> _The problem_: Where the string "gray" appears in a line of the data, show that line.
-- Data supplied follows --
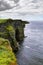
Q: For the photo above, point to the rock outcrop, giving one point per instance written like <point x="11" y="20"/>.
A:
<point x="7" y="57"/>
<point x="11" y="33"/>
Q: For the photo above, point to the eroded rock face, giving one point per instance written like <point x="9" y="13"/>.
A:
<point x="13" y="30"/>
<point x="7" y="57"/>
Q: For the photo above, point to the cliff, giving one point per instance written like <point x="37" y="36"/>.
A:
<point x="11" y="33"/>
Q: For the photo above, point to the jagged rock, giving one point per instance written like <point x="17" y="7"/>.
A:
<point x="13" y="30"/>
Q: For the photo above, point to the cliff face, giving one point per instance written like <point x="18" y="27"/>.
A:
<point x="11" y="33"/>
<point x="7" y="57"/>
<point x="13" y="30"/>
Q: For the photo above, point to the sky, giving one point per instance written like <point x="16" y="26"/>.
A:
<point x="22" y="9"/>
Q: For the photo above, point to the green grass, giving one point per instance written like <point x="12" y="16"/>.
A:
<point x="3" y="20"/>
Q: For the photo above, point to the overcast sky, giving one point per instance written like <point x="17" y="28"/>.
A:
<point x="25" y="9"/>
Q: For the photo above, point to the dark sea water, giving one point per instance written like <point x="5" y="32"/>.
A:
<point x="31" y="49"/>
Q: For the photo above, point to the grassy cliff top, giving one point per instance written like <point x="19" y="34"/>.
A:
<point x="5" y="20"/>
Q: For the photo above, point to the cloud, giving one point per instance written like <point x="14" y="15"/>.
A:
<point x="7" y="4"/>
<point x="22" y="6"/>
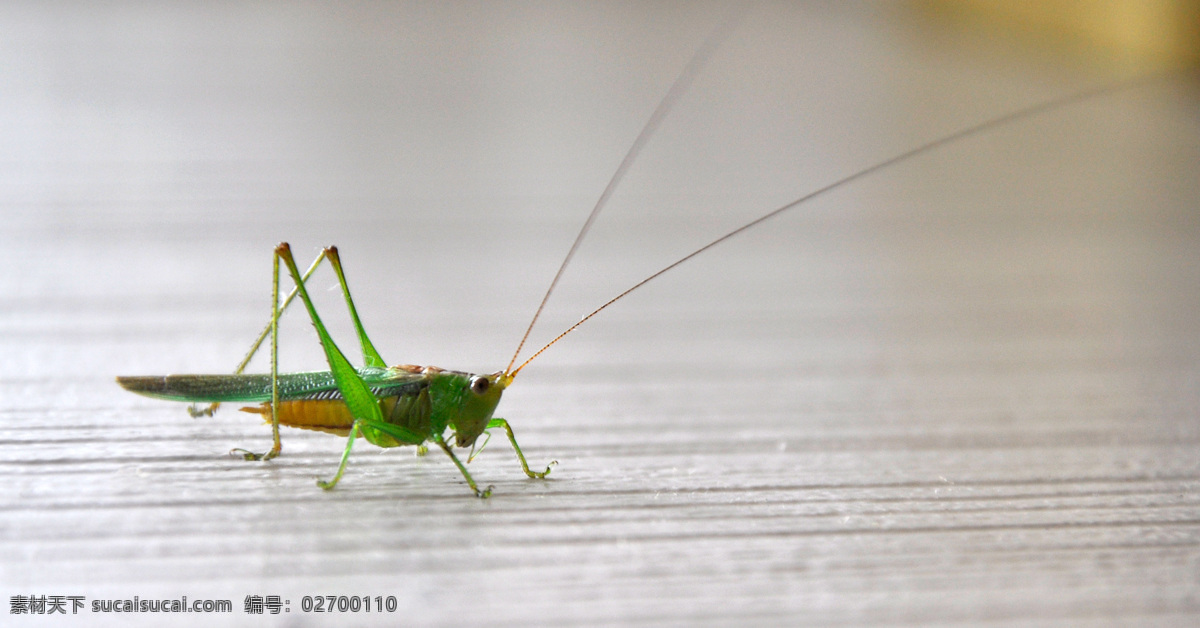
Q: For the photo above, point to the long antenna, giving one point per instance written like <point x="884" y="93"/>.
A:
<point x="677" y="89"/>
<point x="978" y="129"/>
-- Data supplied concluded --
-- Data supplied follows --
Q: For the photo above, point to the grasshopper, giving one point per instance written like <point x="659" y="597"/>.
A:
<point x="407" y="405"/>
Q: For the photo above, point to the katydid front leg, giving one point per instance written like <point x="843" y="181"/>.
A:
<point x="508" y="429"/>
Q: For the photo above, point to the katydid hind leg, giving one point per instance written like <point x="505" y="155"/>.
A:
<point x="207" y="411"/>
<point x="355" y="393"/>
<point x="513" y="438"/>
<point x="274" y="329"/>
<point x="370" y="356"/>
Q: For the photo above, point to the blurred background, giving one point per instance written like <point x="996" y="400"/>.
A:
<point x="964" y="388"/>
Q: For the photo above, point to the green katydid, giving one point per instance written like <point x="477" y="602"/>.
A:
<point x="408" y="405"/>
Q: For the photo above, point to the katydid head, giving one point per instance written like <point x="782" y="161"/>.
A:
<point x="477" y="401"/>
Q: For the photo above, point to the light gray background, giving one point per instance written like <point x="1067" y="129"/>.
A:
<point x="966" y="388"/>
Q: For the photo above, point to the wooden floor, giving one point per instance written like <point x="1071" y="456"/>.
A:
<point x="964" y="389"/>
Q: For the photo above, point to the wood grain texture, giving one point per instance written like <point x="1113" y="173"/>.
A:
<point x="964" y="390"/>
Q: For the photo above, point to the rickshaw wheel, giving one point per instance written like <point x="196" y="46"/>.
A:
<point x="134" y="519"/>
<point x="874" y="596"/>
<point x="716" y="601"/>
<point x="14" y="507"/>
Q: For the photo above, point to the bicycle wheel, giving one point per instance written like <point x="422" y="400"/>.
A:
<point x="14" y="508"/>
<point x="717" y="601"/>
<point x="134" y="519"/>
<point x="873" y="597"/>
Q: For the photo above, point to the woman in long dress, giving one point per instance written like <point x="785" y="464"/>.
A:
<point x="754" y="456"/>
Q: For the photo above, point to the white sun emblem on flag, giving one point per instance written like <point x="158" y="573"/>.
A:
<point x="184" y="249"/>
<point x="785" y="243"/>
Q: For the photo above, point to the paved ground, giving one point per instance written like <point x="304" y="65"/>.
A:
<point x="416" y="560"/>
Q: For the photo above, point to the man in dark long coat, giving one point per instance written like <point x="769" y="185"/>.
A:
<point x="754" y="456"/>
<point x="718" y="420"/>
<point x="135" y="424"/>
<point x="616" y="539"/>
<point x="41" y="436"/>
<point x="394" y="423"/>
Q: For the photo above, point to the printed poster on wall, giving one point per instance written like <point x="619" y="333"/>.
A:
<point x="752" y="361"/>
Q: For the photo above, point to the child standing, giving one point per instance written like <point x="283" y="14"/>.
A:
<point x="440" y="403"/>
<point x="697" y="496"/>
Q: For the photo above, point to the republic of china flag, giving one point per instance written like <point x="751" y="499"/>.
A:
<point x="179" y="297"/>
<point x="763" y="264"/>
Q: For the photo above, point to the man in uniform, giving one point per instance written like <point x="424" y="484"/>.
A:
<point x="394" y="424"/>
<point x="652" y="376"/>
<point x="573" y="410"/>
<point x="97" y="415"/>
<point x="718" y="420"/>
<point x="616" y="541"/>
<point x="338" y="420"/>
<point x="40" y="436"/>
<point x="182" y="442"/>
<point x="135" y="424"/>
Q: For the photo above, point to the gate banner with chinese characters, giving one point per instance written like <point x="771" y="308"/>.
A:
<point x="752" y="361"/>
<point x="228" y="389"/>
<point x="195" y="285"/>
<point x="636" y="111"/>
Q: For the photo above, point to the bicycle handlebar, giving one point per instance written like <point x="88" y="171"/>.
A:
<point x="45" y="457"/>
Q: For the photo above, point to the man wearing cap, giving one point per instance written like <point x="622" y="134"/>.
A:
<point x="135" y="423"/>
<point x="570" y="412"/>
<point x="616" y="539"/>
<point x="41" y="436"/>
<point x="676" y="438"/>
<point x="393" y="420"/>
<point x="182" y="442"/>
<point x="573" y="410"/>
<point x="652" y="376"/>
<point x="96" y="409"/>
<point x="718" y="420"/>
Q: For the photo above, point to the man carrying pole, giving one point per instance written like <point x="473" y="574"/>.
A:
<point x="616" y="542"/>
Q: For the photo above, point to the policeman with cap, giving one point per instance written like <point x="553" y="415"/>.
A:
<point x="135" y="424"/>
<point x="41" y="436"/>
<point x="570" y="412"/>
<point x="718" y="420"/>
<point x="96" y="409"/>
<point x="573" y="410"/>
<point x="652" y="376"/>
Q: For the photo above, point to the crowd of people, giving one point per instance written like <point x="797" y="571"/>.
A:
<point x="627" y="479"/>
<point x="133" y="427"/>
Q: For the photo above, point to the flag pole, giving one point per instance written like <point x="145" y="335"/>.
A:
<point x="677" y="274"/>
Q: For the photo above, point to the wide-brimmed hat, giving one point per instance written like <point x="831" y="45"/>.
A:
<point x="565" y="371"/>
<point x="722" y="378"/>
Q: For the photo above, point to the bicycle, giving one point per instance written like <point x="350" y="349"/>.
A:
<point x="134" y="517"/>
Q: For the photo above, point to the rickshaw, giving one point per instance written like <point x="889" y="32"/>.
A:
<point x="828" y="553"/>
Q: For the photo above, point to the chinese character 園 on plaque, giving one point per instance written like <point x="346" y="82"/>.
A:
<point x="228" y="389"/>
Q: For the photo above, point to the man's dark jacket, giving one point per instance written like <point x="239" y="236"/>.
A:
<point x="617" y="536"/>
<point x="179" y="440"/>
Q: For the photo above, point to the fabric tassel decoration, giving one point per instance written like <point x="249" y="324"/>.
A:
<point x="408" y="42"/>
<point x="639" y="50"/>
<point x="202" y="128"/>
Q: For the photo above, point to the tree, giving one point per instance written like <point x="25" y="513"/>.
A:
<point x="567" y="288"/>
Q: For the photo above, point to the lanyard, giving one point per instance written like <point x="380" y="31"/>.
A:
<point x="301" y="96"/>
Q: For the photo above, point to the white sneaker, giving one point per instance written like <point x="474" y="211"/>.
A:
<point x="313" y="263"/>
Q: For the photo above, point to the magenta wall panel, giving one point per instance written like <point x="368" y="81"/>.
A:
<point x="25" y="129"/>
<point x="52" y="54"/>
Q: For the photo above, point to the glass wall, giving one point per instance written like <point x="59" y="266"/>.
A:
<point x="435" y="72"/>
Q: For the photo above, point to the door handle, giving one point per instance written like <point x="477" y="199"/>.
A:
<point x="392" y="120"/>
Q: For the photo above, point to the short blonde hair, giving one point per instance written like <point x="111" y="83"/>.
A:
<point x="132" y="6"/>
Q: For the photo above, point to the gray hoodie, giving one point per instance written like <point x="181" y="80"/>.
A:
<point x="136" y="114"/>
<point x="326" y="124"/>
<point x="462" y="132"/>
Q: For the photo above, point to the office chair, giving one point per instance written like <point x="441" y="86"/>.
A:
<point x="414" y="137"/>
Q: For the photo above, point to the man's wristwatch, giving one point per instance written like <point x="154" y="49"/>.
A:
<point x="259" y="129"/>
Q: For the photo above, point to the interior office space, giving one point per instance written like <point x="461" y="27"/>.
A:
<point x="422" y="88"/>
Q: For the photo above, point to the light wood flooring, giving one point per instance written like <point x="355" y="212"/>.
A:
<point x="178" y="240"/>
-- Data supplied concluded --
> _Solved problem_:
Q: For the photo above, point to the light gray background, giving one point per instance written like <point x="1067" y="129"/>.
Q: For the photo above, point to the gray hoodie, giving one point per instance written like <point x="181" y="80"/>.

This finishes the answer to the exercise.